Bei der Langen Nacht der Wissenschaften streifen 30.000 Besucher durch Labore der Stadt. Zu sehen sind Spielereien, aber auch Entwicklungen, die irgendwann Alltag sein könnten.

Voll laser, wie das abgeht: Die lange Nacht der Wissenschaften. Bild: DAPD

Irgendetwas stimmt noch nicht mit dem Ball. Viel zu leicht, fast schwerelos fliegt er über den Bildschirm, segelt von einem Rand zum anderen und will sich partout nicht in den Basketballkorb befördern lassen. "Ich habe noch nicht richtig rausbekommen, wie ich ihn schneller bewege", sagt Katharina Ebers.

Seit einer Viertelstunde steht die junge Frau vor dem Bildschirm im 15. Stock der Technischen Universität (TU) am Ernst-Reuter-Platz und rudert wild mit den Armen. Über eine Bewegungserkennung überträgt sich das Rudern auf den Bildschirm. Plötzlich hat sie den Dreh raus und bugsiert den Ball in den Korb, auf dem Bildschirm erscheint Jubel: "Yeah".

KURZE ÜBUNG 1 -
Beantworte anhand des Textes zur Langen Nacht der Wissenschaften:
(a) Wie viele Besucher streifen bei der Veranstaltung durch die Labore der Stadt?
(b) In welchem Stock der Technischen Universität steht Katharina Ebers vor dem Bildschirm?
(c) Welches Wort erscheint auf dem Bildschirm, nachdem der Ball im Korb gelandet ist?
KURZE ÜBUNG 2 -
Gib aus dem Text zur Langen Nacht der Wissenschaften alles von „Voll laser, wie“ bis hinunter zu „sagt Katharina Ebers.“ wortgetreu wieder.
KURZE ÜBUNG 3 -
Führe den Bericht über die Lange Nacht der Wissenschaften im Anschluss an seinen letzten Satz fort.

EXTRAHIERTE DATEN -
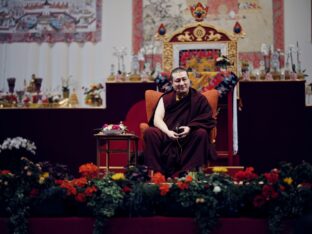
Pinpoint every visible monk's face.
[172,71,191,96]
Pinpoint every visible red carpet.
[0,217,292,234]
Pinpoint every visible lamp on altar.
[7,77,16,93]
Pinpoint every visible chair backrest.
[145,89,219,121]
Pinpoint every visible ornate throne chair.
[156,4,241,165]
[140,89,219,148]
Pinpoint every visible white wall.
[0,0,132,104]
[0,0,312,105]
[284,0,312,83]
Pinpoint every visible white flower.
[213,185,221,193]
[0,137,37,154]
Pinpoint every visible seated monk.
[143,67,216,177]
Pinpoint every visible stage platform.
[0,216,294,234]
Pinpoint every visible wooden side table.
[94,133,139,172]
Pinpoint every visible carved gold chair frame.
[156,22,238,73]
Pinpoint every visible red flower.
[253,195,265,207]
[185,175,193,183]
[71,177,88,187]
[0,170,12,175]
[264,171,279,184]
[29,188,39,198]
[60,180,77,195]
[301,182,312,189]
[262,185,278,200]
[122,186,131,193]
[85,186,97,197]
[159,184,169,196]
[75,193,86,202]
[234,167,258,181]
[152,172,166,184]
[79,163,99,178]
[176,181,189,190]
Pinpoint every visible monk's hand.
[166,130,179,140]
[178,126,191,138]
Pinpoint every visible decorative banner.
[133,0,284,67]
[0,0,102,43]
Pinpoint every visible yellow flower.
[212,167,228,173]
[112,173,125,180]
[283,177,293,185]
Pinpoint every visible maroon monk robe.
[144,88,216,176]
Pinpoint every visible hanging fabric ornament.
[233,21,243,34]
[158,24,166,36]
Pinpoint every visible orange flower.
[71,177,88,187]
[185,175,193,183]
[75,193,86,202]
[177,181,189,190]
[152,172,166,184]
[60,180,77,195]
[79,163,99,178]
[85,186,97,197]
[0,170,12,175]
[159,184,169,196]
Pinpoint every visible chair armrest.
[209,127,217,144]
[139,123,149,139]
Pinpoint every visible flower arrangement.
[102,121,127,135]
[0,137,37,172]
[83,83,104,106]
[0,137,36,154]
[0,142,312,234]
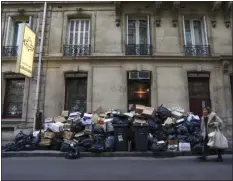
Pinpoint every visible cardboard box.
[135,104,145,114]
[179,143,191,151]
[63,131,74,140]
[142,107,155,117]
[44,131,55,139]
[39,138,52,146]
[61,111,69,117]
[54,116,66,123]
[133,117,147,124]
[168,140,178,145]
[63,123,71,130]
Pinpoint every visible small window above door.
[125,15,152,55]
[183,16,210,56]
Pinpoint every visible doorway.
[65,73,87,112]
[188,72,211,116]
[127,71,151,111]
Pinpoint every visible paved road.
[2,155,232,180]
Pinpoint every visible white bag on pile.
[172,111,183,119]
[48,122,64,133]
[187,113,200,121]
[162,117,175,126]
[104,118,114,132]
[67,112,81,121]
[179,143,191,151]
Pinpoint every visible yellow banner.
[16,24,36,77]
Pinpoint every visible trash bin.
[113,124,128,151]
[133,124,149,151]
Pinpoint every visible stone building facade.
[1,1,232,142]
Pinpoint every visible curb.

ERGEBNIS 1 -
(a) 30.000 Besucher
(b) Im 15. Stock
(c) „Yeah“

ERGEBNIS 2 -
Voll laser, wie das abgeht: Die lange Nacht der Wissenschaften. Bild: DAPD

Irgendetwas stimmt noch nicht mit dem Ball. Viel zu leicht, fast schwerelos fliegt er über den Bildschirm, segelt von einem Rand zum anderen und will sich partout nicht in den Basketballkorb befördern lassen. "Ich habe noch nicht richtig rausbekommen, wie ich ihn schneller bewege", sagt Katharina Ebers.

ERGEBNIS 3 -
Wie Ebers sind Samstagnacht über 30.000 Menschen in Unis, Hochschulen und Forschungseinrichtungen unterwegs, in der elften Langen Nacht der Wissenschaften. Ebers ist bis ins Detail vorbereitet: Einen Plan mit allen Experimenten, Vorträgen und Ausstellungen, die sie besuchen will, hat sie dabei - bis zum Schluss nachts um eins will sie unterwegs sein. "Es macht richtig Spaß, ich wollte gar nicht aufhören", sagt sie über das virtuelle Basketballspiel. Doch der Zeitplan ruft, es geht weiter.

Im Raum nebenan erklären die Informatiker André Schulz und Dirk Roscher die Wohnung der Zukunft. Eine Küchenzeile ist hier aufgebaut, mit Herd, Wasserkocher, Brotbackautomat. Alles sieht aus wie in einem Möbelhaus, wäre da nicht der Bildschirm an einem der Schränke. "Wir stellen das vernetze Wohnen der Zukunft dar", sagt Schulz und fängt an zu erklären: Eine Berührung des Bildschirms und er sieht, welche Geräte in der Wohnung laufen und wie viel Energie sie verbrauchen. Zwei weitere Berührungen und das Licht schaltet sich aus, der Energieverbrauch geht runter, noch eine Berührung und die Dunstabzugshabe beginnt zu surren.

Die meisten Besucher, vor allem junge Paare, wollen alles ganz genau erklärt haben. Bis hin zu dem virtuellen Assistenten, der Rezepte für die gewünschte Personenzahl ausrechnet, den Kaloriengehalt gleich mit. Einen Raum weiter könnte dann der Fitnessassistent anzeigen, wie lange der Nutzer dafür auf dem Ergometer strampeln muss. "Es ist kein System, das die großen Probleme der Menschheit löst, aber es ist eine logische Konsequenz daraus, dass die Leute immer mehr Geräte zu Hause haben", sagt Roscher.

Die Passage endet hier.